Aim of the exercise ▸
Below are the records; copy every line in them that holds the string "farthest".
--
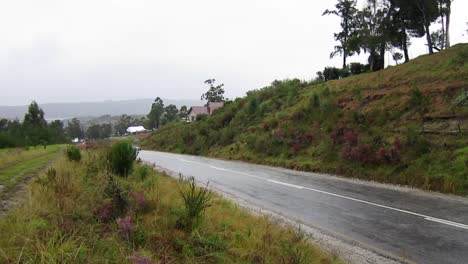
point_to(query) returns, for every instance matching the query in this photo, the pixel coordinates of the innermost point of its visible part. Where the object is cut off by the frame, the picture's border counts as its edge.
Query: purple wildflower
(140, 260)
(126, 227)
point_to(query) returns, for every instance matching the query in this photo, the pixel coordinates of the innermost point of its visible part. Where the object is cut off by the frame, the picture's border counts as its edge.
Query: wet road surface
(397, 222)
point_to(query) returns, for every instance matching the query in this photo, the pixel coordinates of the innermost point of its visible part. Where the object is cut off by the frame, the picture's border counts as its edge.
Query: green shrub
(196, 200)
(73, 153)
(141, 172)
(121, 158)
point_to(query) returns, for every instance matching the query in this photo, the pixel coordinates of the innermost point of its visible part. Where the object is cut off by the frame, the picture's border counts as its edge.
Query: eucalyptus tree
(346, 10)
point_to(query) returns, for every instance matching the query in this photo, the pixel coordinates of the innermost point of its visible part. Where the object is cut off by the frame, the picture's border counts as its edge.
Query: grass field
(65, 220)
(16, 164)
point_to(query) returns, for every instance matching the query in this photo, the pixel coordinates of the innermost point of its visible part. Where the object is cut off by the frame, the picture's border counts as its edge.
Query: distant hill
(407, 124)
(92, 109)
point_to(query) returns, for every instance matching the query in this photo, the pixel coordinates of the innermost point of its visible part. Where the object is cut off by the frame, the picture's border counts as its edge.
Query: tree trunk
(428, 36)
(382, 57)
(405, 49)
(344, 59)
(442, 21)
(447, 24)
(420, 6)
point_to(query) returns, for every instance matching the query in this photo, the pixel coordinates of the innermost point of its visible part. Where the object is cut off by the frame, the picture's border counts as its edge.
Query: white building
(136, 130)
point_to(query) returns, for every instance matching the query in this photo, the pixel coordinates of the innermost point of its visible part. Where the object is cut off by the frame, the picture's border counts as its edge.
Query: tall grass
(59, 222)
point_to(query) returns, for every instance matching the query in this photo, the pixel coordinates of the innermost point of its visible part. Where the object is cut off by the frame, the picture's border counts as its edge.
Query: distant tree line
(160, 114)
(33, 130)
(383, 26)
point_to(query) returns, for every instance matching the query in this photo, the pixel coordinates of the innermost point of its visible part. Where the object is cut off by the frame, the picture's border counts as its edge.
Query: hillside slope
(406, 125)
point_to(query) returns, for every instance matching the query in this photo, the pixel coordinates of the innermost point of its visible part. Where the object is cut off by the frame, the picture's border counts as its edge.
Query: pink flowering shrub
(126, 227)
(138, 201)
(140, 260)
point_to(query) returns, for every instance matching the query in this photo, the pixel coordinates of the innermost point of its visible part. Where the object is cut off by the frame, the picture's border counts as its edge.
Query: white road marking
(287, 184)
(426, 217)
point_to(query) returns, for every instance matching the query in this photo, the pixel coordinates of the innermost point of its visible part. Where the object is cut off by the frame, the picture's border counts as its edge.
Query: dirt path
(10, 198)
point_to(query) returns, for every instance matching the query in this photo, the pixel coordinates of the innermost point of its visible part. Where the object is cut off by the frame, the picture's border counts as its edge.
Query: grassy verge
(71, 216)
(16, 164)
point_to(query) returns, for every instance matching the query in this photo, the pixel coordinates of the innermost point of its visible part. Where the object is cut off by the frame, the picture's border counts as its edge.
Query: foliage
(99, 131)
(126, 121)
(157, 111)
(74, 129)
(32, 131)
(196, 201)
(121, 157)
(73, 153)
(171, 114)
(214, 93)
(346, 10)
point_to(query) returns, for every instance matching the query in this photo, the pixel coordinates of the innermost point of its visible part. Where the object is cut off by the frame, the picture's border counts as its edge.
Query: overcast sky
(95, 50)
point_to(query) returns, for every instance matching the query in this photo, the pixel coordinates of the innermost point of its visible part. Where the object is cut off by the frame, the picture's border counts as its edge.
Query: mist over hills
(92, 109)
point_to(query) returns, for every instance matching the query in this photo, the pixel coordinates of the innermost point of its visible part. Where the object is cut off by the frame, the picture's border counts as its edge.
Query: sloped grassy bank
(405, 125)
(79, 212)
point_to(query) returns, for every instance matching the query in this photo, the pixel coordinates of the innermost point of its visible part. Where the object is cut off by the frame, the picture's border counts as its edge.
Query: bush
(196, 200)
(121, 158)
(73, 153)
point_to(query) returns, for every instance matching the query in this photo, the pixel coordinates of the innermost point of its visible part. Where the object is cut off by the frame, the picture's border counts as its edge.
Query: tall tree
(214, 93)
(183, 112)
(154, 116)
(35, 125)
(74, 129)
(429, 11)
(124, 122)
(171, 114)
(346, 10)
(56, 132)
(375, 31)
(443, 34)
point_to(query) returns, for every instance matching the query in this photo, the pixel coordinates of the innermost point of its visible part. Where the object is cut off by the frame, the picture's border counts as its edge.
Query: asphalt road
(412, 225)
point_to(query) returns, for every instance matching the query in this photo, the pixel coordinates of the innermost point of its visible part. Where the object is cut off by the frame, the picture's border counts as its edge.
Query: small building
(203, 110)
(136, 130)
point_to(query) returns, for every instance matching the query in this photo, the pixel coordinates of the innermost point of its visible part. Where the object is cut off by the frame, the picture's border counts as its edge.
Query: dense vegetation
(32, 131)
(80, 212)
(406, 125)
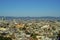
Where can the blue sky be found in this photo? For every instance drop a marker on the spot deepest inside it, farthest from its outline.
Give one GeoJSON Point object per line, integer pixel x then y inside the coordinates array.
{"type": "Point", "coordinates": [33, 8]}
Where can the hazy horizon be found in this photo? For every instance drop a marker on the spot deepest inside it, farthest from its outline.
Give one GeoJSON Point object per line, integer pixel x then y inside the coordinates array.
{"type": "Point", "coordinates": [32, 8]}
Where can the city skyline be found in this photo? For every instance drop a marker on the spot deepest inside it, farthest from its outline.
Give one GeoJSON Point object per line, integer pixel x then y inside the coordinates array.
{"type": "Point", "coordinates": [32, 8]}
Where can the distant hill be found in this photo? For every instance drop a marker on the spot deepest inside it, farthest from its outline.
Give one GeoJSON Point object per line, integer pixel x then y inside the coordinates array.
{"type": "Point", "coordinates": [27, 18]}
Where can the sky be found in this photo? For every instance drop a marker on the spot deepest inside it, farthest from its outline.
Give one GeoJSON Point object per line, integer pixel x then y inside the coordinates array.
{"type": "Point", "coordinates": [32, 8]}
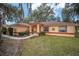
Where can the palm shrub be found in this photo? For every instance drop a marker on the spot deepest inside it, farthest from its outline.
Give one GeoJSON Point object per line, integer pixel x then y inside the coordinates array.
{"type": "Point", "coordinates": [42, 33]}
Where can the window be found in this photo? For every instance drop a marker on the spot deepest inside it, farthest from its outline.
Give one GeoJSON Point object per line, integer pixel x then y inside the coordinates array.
{"type": "Point", "coordinates": [63, 29]}
{"type": "Point", "coordinates": [46, 29]}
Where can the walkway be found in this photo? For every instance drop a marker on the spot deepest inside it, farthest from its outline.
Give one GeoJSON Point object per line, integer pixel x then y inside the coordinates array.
{"type": "Point", "coordinates": [18, 38]}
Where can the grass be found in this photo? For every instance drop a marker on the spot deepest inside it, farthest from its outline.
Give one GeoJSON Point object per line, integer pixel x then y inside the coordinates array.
{"type": "Point", "coordinates": [51, 46]}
--
Response area ▸
Where can the blue sky be found in this photo? For every instance drop a marker on the spot deepest inside it, farthest from its outline.
Where can the hazy horizon be found in this photo? For every instance drop a marker on the spot deepest inside it, farthest from its outline.
Where can the city skyline be found in this photo? For every instance drop a marker on the spot deepest inside it, farthest from its outline.
Where can the distant hill be found in this photo? For every instance drop a marker on the spot deepest inside it, farthest from its outline.
Where can the sky be found in this photo? For every instance drop a marker on the spot deepest inside it, farthest from its outline.
Where can the palm shrub be found in this photo? For every instance drop a marker on the spot deepest inside it, farthest from its outline.
Where can the window be found in this photo? For every instance drop a marker on the spot deepest inside it, farthest from its outline.
Where can the walkway be found in this photo? For every instance drop a marker on the spot deepest inside it, farthest from its outline.
Where can the grass be found in this photo? For every instance drop a marker on the spot deepest inside it, farthest from its outline.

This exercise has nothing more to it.